§ Text excerpt
========================================

|
Return to Table of Contents: Bridging the Gap Workshop
Report
Researcher comments included:
- The important thing is to have the expertise available to the researcher – not
the expectation that the researcher WAS the expert
- People don’t know what they need. Don’t know what to expect.
Don’t know that they should contact someone about their ‘performance’.
- If you want to move a gig file on Internet2 from point A to B, a list of metrics
so you know what you should see. Such as with GridFTP with x number of channels.
- That could end up being a list with about 30 variables – a whole
matrix.
- Even if you could get people to the general order of magnitude of what
to expect. General OS information.
- The netflows that Internet2 captures weekly can show the peak/curve – a
lot of people are getting slow performance and there are specific groups
that are getting good perf – they’ve ‘figured it out.’ Campuses
could do that on their campus.
- Internet2 has cakeboxes – reference systems that could be made available
so that people could run tests to check their network. Internet2 could provide.
It might help problem-solvers if you could ship them a box that had been ‘qualified’.
- Could Internet2 be a collection point for high-speed experiences – have
the researchers say what they’re working. Here’s what we’ve
used, here’s what we’ve been getting with it, etc.
- You want to post it on the web but… that could be as simple as sending
mail to a mail list or it could go on a web page, database, wiki, what? R:
database – you could refer researchers to that dbase so they could
see what people are using.

========================================

§ Directions
According to the workshop report, what does Internet2 have that could serve as reference systems for people to test their network?

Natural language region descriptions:

========================================

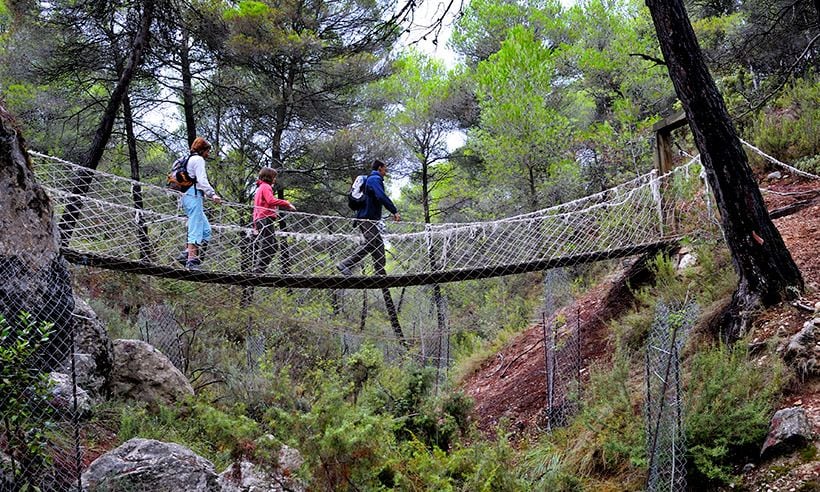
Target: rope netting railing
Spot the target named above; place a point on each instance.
(132, 226)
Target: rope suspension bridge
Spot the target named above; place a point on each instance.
(132, 226)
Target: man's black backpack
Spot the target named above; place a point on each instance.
(356, 196)
(178, 178)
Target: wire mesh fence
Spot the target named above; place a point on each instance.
(57, 354)
(563, 365)
(41, 405)
(666, 443)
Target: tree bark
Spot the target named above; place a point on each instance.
(767, 273)
(91, 158)
(187, 88)
(146, 251)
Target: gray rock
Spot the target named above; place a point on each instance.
(94, 356)
(143, 373)
(803, 352)
(62, 395)
(33, 275)
(245, 476)
(248, 477)
(150, 466)
(687, 260)
(788, 430)
(289, 459)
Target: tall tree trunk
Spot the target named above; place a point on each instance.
(438, 297)
(187, 88)
(767, 273)
(146, 251)
(91, 158)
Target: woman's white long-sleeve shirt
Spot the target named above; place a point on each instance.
(196, 169)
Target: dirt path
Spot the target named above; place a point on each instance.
(512, 384)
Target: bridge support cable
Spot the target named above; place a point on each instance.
(617, 222)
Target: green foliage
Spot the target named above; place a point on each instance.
(790, 129)
(605, 440)
(24, 407)
(344, 443)
(482, 466)
(222, 436)
(729, 401)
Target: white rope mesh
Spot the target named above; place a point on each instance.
(111, 231)
(779, 163)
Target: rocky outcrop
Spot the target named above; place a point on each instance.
(149, 465)
(143, 373)
(803, 350)
(33, 276)
(62, 395)
(788, 430)
(94, 353)
(245, 476)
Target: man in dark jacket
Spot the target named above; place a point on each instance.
(369, 216)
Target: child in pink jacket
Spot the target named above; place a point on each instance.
(265, 208)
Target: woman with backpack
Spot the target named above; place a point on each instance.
(265, 214)
(199, 229)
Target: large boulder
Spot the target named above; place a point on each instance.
(94, 352)
(788, 430)
(149, 465)
(245, 476)
(803, 349)
(33, 275)
(143, 373)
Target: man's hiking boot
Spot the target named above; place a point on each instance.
(202, 249)
(182, 257)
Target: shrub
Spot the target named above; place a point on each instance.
(729, 400)
(220, 436)
(24, 407)
(790, 129)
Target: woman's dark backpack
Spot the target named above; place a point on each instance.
(178, 178)
(356, 196)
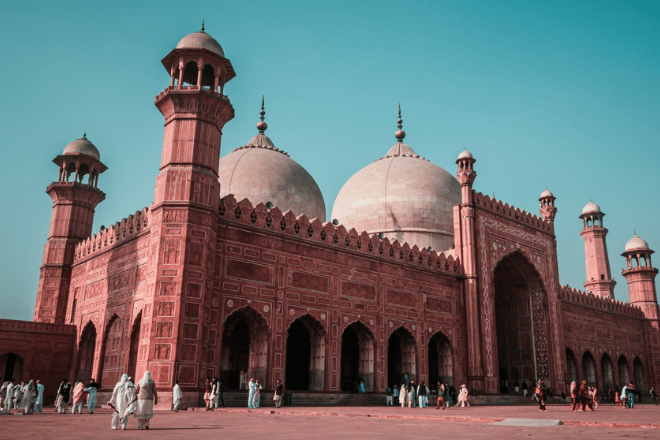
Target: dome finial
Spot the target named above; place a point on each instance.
(400, 134)
(261, 125)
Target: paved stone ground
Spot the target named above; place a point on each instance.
(348, 422)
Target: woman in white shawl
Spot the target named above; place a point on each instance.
(147, 398)
(120, 402)
(28, 397)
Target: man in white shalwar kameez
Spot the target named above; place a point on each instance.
(120, 402)
(39, 402)
(251, 388)
(147, 397)
(177, 395)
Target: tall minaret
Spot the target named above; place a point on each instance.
(599, 278)
(464, 216)
(185, 209)
(75, 197)
(640, 275)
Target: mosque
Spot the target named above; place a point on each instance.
(234, 266)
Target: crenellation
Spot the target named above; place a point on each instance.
(327, 233)
(108, 238)
(511, 212)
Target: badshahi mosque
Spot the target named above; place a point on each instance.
(234, 266)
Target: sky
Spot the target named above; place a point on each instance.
(562, 94)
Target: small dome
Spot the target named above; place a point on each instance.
(201, 40)
(262, 173)
(591, 208)
(636, 243)
(82, 146)
(465, 154)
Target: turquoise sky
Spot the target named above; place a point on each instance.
(561, 94)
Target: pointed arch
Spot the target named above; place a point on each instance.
(589, 368)
(357, 356)
(606, 371)
(305, 354)
(624, 371)
(401, 355)
(114, 355)
(441, 359)
(86, 351)
(134, 344)
(571, 366)
(244, 346)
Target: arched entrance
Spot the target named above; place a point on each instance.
(86, 350)
(638, 370)
(357, 357)
(589, 368)
(607, 372)
(244, 347)
(401, 356)
(11, 365)
(520, 321)
(305, 355)
(571, 367)
(624, 374)
(135, 343)
(440, 360)
(114, 362)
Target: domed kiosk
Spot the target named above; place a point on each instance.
(263, 173)
(403, 196)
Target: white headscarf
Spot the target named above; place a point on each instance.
(145, 379)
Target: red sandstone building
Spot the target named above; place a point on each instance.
(233, 266)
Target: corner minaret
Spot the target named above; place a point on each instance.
(75, 197)
(185, 211)
(548, 210)
(640, 275)
(599, 278)
(464, 237)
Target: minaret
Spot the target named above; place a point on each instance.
(599, 278)
(467, 247)
(185, 209)
(548, 210)
(75, 197)
(640, 275)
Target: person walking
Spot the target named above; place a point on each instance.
(78, 397)
(120, 403)
(147, 397)
(652, 394)
(63, 396)
(540, 394)
(279, 391)
(91, 395)
(39, 401)
(177, 395)
(251, 391)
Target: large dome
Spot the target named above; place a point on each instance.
(82, 146)
(262, 173)
(403, 196)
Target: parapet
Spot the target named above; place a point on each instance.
(112, 236)
(511, 212)
(606, 304)
(313, 229)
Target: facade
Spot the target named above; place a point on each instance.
(233, 267)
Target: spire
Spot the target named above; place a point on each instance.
(261, 125)
(400, 134)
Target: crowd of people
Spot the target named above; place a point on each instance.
(25, 397)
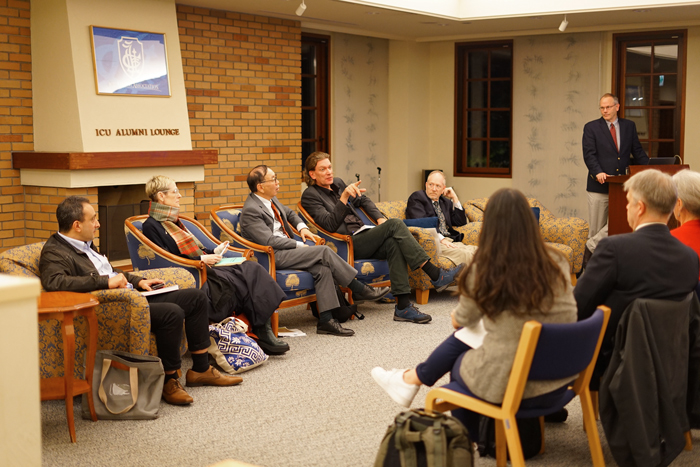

========================================

§ Solution to this problem
Cakeboxes.